■ **Directive**: Reproduce the entries below with every occurrence of "single point" swapped for "single marker", keeping everything else unchanged and leaving out the pictures.
- - -
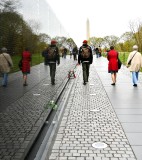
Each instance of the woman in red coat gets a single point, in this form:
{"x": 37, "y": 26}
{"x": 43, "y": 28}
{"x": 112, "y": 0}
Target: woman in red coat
{"x": 26, "y": 58}
{"x": 113, "y": 64}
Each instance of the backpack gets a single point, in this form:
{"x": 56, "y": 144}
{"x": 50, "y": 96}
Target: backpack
{"x": 51, "y": 53}
{"x": 85, "y": 52}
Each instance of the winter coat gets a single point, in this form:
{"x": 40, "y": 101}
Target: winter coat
{"x": 4, "y": 67}
{"x": 112, "y": 57}
{"x": 81, "y": 59}
{"x": 26, "y": 58}
{"x": 136, "y": 62}
{"x": 56, "y": 59}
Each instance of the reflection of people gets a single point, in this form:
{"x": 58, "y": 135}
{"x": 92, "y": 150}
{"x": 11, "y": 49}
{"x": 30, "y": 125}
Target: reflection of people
{"x": 112, "y": 57}
{"x": 136, "y": 64}
{"x": 4, "y": 66}
{"x": 85, "y": 57}
{"x": 53, "y": 58}
{"x": 26, "y": 58}
{"x": 75, "y": 52}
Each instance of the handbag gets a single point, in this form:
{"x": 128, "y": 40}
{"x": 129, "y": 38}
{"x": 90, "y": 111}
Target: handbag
{"x": 9, "y": 64}
{"x": 119, "y": 63}
{"x": 129, "y": 63}
{"x": 20, "y": 64}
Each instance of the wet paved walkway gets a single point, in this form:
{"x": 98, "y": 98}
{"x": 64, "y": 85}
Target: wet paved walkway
{"x": 23, "y": 110}
{"x": 97, "y": 112}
- - -
■ **Final result**:
Each instance of the woman in red coat gets a single marker, in this form:
{"x": 37, "y": 26}
{"x": 43, "y": 28}
{"x": 112, "y": 0}
Target: woman in red coat
{"x": 26, "y": 58}
{"x": 113, "y": 64}
Each instance of the backpack gets a single marker, in this form:
{"x": 56, "y": 144}
{"x": 50, "y": 96}
Target: backpack
{"x": 51, "y": 53}
{"x": 85, "y": 52}
Each instance of the winter coat gets a single marker, in this form:
{"x": 40, "y": 101}
Target: winter coat
{"x": 4, "y": 67}
{"x": 112, "y": 57}
{"x": 81, "y": 59}
{"x": 26, "y": 58}
{"x": 136, "y": 62}
{"x": 56, "y": 59}
Each instance of the reflection of people gets a single marker, in this form:
{"x": 58, "y": 135}
{"x": 92, "y": 150}
{"x": 11, "y": 49}
{"x": 30, "y": 125}
Target: reflection of people
{"x": 112, "y": 57}
{"x": 136, "y": 64}
{"x": 4, "y": 66}
{"x": 85, "y": 57}
{"x": 53, "y": 58}
{"x": 26, "y": 58}
{"x": 75, "y": 52}
Each instance of the handbag gets a single marker, in this form:
{"x": 128, "y": 40}
{"x": 129, "y": 38}
{"x": 90, "y": 111}
Target: handbag
{"x": 9, "y": 64}
{"x": 119, "y": 63}
{"x": 129, "y": 63}
{"x": 20, "y": 64}
Each instance of the wet paved walkway gets a single marker, in this form:
{"x": 98, "y": 98}
{"x": 64, "y": 85}
Target: wet paved walkway
{"x": 23, "y": 110}
{"x": 97, "y": 112}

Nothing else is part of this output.